▶ OBJECTIF VISÉ
Rédigez la suite du texte ci-dessous sur le guide de prévention du suicide destiné aux organisations policières québécoises, en enchaînant directement après sa dernière phrase.

▶ BLOC DE TEXTE
----

Conformément aux recommandations de l’Organisation mondiale de la Santé, le guide indique qu’il faudrait privilégier la combinaison de différents types d’interventions dans le cadre d’un programme global de prévention du suicide.
Un guide adapté au contexte québécois
Les autrices et l’auteur du guide ont recensé et analysé une grande quantité d’initiatives, de programmes et d’interventions primaires, secondaires, tertiaires et globales des différents corps policiers de la province. Ils ont également dégagé des pistes d’action dont des études ayant démontré les effets de certaines interventions sur les comportements suicidaires ou des facteurs d’influence soutenant l’efficacité de ces actions. Étant les plus opérationnelles possible, ces pistes s’adressent spécifiquement au personnel des organisations policières québécoises qui souhaitent mettre en place un programme de prévention du suicide. En plus de favoriser la santé psychologique de ces personnes, elles visent à faciliter la demande d’aide et à fournir une réponse adéquate en cas de détresse, de problèmes de santé psychologiques ou de comportements suicidaires.

----

▶ ENTRÉES FOURNIES
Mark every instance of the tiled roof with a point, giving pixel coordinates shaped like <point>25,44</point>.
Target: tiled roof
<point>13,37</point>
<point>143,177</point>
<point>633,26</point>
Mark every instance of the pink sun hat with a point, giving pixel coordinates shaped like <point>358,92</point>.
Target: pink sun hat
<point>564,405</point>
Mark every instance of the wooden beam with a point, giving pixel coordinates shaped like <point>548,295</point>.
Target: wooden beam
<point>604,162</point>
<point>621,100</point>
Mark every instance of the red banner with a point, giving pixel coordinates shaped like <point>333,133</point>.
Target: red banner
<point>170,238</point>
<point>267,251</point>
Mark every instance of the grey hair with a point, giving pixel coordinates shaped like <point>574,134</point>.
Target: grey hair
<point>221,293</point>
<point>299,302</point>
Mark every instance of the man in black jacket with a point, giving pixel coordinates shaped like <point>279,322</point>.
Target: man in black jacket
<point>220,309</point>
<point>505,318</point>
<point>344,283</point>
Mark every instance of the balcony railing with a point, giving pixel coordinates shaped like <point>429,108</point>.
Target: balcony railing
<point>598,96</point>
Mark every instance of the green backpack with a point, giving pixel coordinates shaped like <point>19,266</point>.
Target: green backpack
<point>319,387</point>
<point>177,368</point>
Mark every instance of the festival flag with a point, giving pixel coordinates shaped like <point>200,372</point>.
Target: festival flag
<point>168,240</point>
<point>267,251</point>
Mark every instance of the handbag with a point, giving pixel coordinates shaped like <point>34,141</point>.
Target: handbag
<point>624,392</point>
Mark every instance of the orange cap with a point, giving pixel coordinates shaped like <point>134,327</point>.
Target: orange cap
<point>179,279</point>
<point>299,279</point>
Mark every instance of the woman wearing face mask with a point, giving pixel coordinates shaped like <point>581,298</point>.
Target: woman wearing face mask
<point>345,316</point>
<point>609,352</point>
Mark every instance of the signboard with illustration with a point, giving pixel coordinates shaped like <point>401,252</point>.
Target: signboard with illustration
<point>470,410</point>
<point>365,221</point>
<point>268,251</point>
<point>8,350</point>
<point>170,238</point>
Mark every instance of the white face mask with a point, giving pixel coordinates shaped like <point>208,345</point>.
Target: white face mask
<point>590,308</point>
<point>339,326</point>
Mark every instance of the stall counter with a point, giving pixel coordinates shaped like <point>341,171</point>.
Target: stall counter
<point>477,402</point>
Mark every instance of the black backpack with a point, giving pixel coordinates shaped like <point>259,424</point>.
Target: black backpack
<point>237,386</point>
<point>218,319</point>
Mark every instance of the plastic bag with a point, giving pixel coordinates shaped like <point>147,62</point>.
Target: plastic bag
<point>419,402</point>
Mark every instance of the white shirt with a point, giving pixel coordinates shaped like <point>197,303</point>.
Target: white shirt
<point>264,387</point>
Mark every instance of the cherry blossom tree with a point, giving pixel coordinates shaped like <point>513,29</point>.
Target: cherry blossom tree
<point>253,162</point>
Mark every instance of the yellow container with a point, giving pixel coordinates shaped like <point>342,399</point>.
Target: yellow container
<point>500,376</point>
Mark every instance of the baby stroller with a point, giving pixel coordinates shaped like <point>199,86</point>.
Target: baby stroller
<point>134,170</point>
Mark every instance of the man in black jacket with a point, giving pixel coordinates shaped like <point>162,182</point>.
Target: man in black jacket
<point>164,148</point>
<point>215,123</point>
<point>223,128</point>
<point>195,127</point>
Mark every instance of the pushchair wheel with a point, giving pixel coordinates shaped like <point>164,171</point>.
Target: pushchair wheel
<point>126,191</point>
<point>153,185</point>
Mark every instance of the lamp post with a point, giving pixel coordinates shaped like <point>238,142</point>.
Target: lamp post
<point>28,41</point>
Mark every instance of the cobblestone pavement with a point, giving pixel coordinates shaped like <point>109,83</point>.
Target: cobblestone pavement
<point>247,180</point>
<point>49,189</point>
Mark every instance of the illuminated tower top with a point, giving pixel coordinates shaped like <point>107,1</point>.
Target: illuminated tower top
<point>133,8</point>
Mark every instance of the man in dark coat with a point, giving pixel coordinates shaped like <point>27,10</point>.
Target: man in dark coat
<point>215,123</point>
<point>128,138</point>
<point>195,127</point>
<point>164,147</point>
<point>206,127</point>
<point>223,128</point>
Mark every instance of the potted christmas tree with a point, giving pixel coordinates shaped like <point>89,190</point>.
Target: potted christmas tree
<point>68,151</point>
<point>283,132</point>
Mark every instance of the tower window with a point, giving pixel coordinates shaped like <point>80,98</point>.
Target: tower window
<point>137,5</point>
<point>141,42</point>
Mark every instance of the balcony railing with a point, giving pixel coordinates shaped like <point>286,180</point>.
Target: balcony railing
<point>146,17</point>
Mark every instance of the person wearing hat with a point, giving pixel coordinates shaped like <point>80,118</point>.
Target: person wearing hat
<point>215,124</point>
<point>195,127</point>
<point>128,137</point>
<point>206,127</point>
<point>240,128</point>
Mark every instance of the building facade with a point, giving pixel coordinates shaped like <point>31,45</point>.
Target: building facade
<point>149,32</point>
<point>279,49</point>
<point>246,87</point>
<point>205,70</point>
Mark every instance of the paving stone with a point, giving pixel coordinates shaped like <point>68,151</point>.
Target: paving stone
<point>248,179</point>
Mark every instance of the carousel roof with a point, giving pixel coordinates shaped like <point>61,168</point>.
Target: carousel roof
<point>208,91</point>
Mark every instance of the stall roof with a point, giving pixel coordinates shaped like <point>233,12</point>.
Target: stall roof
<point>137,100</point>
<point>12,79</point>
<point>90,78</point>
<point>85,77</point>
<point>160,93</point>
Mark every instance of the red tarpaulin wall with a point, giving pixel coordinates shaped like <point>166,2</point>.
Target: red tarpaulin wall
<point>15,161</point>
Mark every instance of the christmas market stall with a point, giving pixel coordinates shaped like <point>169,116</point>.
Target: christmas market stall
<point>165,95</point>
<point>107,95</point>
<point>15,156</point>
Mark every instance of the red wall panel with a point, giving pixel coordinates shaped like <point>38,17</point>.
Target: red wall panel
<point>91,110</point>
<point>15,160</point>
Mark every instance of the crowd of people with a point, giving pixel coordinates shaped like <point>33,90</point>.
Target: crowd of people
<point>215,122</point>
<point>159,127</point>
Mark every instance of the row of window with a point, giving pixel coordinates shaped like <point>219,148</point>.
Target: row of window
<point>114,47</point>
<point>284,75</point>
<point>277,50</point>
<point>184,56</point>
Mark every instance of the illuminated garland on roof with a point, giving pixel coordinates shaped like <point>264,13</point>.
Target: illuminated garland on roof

----

▶ RÉPONSE ATTENDUE
« En annexe, des exemples en provenance du Québec et d’ailleurs dans le monde montrent aux organisations policières des interventions et des programmes qui pourraient être implantés dans leur milieu, indique Laurent Corthésy-Blondin. Elles pourront s’inspirer de ce document pour créer leur propre programme de prévention du suicide, selon les besoins de leurs effectifs et les moyens dont elles disposent. » L’expert rappelle que la prévention du suicide constitue une responsabilité partagée qui concerne tout le personnel des organisations policières, qu’il importe d’agir de manière concertée et de s’engager à long terme et en continu pour mettre en place et maintenir un filet de sécurité pouvant sauver des vies.
1. Lebeau, M. (2022). Valeurs estimées par le Groupe connaissance et surveillance statistique (GCSS) de la Direction de la recherche de l’IRSST (CNESST; 2014-2019) [Données non publiées]. IRSST.